Source extract:
Ours is the pen, and the ink, and the page.

16) It is a law of spiritual economics that what is best for the well-being of others is what is best for the well-being of the self. This truth is timeless and functions irregardless of identity—race, gender, cosmic orientation, social standing, culture, personal history and beliefs, or even favorite ice cream flavor. We all got what we got; the question is what we choose to do with it—and with one another's "it"—in this forever-moment.

17) No one owns the rights to suffering. Adversity is not the sole domain of one group, and many of us are ‘fighting the good fight’, etc.—’every man think his burden be the heaviest’, and all that. These days labels are very posh, you see—yet the point of life isn't to see who can out-suffer or out-check whom. Oppression is oppression is energetic terrorism, and the true fight is to not become the oppressor ourselves.

Therefore if you're suffering, I stand with you.

All for one and all 4 Love!

18) Remember: there is only offense if you choose to be offended.

19) ‘Once in a while you get shown the light

In the strangest of places if you look at it right.’ —Robert Hunter, “Scarlet Begonias”

20) ‘Before you speak, let your words pass through three gates: is it true?—is it necessary?—is it kind?’

21) ‘Everyone you meet is fighting a battle you know nothing about. Be kind—always.’ —Robin Williams

‘Everyone carries a shadow, and the less it is embodied in the individual's conscious life, the blacker and denser it becomes. The daimon throws us down, makes us traitors to our ideals and cherished convictions—traitors to the selves we thought we were. In spite of its function as a reservoir for human darkness—or perhaps because of this—the shadow is the seat of creativity. For some, it may be that the dark side of his being, his sinister shadow...represents the true spirit of life as against the arid scholar.’ —Carl Jung

22) Thinking that the world “is the way it is” and will be so regardless of your perception—thinking that what you see is objective truth—thinking in ideals, as an ideologue—all of these are as treacherous as they are self-sabotaging. The willful act of static perception denies oneself the opportunity to change one’s perspectives and denies the colors of friendship, beauty, and inter-connectivity in favor of the tepid palette of gray street. Gray is the color of drive-in identity politics, the color of disunderstanding, the color of fear.

23) Prayer is talking to Love; meditation is hearing its prayers to you.

24) Your peace is always too great a price to pay.

‘Don’t you let that deal go down.’

25) The most interesting people are the ones you almost didn’t meet—the ones whose encounter proves this whole game is stacked in your favor and the dice was loaded from the start.

‘There is a truth and it’s on our side.’ —José González, “Stay Alive”

Tasks to carry out:
- 1) Answer these questions about the numbered sayings:
(a) What song is the Robert Hunter quote taken from?
(b) In saying 22, gray is called the color of what three things?
(c) According to saying 23, what is prayer?
- 2) In the named object pointing entries, convert the lines from the line containing "of the woman" up to and including the line containing "x=509, y=259" into a JSON list of strings, one string per line, skipping blank lines.

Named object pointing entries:
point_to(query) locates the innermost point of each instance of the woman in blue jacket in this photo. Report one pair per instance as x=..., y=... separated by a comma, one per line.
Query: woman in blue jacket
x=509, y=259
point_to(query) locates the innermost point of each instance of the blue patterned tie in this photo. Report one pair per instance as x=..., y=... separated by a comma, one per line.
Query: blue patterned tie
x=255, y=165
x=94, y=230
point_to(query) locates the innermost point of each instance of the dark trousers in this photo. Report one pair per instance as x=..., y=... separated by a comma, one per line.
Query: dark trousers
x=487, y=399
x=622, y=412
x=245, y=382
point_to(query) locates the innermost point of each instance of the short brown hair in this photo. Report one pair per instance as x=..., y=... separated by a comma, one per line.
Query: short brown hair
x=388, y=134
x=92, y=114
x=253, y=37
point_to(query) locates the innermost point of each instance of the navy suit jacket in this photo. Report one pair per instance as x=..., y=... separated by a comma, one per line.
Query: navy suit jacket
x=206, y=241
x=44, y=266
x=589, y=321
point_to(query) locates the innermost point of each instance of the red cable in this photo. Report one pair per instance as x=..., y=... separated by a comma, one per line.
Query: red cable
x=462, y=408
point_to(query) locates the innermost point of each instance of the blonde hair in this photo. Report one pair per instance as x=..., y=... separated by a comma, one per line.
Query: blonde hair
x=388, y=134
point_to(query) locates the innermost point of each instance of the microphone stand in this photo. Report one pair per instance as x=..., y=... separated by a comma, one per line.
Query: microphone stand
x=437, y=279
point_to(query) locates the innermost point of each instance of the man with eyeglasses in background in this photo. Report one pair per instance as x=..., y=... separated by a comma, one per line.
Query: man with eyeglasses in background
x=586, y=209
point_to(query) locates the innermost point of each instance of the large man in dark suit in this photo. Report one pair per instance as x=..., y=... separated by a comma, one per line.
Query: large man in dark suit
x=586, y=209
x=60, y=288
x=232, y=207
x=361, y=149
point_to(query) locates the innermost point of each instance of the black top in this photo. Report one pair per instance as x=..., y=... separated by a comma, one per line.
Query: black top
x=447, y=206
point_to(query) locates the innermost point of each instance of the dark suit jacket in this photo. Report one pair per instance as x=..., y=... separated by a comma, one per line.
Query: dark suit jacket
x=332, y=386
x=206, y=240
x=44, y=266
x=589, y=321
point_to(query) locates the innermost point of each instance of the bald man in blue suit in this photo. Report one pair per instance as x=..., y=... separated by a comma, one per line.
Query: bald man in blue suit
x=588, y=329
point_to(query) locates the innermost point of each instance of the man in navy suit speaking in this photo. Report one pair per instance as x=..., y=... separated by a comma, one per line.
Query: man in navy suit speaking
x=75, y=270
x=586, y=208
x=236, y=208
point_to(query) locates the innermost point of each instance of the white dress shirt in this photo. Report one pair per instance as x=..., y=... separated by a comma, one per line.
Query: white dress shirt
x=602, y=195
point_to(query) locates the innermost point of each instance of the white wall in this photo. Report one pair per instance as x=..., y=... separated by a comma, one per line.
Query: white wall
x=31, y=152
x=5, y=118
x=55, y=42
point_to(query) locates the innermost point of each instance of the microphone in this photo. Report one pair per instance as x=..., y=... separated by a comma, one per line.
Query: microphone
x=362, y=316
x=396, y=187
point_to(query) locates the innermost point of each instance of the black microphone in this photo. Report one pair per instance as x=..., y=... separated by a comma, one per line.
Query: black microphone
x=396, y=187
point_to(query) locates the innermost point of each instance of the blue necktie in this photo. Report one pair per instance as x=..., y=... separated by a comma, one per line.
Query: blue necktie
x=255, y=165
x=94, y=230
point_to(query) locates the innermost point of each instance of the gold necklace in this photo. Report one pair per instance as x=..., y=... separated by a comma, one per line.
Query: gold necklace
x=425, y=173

...

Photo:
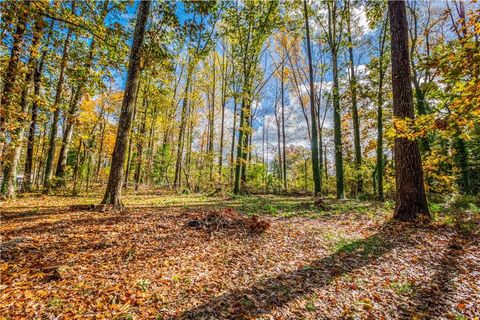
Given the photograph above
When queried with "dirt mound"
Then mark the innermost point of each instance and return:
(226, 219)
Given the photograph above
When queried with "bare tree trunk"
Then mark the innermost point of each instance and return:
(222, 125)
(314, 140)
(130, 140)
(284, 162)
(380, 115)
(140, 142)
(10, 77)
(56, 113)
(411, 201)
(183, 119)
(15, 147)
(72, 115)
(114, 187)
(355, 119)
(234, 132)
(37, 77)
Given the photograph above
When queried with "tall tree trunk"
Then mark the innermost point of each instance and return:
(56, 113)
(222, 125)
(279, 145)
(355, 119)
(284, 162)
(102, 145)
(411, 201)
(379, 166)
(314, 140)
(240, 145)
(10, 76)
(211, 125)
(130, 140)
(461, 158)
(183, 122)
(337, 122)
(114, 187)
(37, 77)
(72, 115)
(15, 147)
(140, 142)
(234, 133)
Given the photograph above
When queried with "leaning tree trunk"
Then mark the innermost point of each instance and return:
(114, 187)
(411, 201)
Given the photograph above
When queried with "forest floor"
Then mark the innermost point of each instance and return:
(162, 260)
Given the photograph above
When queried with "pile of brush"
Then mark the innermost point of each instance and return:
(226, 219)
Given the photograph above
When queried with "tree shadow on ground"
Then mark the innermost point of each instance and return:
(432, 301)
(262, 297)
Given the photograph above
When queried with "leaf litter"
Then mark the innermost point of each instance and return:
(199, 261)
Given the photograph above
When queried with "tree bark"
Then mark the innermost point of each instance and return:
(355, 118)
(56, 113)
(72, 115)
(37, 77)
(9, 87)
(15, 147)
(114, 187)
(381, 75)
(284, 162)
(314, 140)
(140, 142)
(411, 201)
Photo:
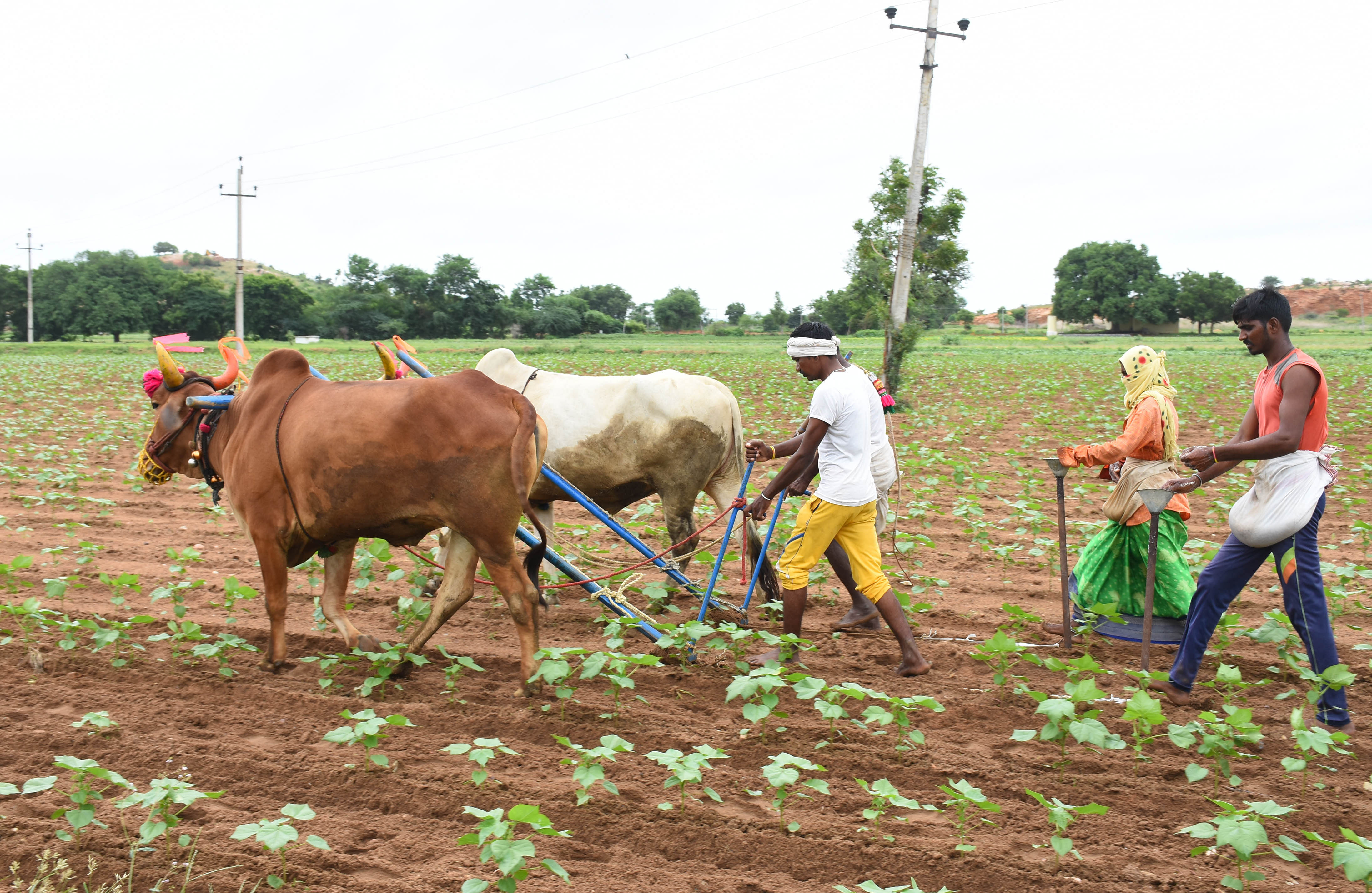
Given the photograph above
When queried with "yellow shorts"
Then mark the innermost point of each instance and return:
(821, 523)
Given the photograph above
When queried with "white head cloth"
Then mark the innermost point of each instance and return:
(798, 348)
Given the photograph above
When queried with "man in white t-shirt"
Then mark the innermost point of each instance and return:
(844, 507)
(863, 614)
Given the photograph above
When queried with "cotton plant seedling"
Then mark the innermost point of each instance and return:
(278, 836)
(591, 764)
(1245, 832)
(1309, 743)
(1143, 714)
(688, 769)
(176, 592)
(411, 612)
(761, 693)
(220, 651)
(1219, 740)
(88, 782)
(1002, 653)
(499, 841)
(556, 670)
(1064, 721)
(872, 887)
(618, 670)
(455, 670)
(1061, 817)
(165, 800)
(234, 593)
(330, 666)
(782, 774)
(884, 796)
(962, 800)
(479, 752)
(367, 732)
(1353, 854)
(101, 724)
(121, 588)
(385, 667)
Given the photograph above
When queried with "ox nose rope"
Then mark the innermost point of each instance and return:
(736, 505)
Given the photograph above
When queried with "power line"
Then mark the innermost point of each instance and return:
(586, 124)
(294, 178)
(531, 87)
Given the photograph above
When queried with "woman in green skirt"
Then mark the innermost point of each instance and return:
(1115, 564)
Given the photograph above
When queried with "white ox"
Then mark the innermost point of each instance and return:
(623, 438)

==

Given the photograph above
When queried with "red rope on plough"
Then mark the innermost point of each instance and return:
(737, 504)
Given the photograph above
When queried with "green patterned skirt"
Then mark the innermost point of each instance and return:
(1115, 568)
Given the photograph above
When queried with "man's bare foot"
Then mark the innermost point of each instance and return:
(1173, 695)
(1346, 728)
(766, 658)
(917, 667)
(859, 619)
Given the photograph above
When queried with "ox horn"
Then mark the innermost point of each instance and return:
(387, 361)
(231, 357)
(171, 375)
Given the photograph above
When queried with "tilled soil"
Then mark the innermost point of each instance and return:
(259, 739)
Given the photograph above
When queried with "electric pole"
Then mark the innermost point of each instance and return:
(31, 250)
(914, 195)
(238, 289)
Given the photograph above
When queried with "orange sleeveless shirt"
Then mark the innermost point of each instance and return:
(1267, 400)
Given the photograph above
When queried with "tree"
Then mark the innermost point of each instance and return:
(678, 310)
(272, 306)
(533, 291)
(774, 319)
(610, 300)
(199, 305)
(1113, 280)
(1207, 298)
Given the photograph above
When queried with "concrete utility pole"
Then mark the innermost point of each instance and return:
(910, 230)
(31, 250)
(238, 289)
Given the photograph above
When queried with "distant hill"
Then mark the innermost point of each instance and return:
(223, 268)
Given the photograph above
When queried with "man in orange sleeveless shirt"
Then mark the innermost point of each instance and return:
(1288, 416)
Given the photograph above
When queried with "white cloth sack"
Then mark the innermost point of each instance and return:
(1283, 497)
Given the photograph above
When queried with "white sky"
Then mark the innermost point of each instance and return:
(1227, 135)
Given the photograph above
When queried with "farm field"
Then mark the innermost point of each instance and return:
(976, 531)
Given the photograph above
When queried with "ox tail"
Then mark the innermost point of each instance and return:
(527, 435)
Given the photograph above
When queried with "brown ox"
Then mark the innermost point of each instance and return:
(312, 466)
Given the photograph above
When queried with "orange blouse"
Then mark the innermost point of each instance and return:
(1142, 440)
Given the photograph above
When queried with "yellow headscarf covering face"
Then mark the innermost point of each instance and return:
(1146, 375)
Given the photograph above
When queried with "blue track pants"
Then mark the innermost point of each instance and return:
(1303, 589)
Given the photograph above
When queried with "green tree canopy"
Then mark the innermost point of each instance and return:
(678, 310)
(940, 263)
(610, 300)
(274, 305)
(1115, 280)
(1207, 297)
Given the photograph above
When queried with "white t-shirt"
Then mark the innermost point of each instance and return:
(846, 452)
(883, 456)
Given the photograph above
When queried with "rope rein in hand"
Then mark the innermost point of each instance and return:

Exercise answers:
- 1)
(a) "Scarlet Begonias"
(b) Drive-in identity politics, disunderstanding, and fear
(c) Talking to Love

- 2)
[
  "point_to(query) locates the innermost point of each instance of the woman in blue jacket in this photo. Report one pair per instance as x=..., y=... separated by a comma, one per line.",
  "Query: woman in blue jacket",
  "x=509, y=259"
]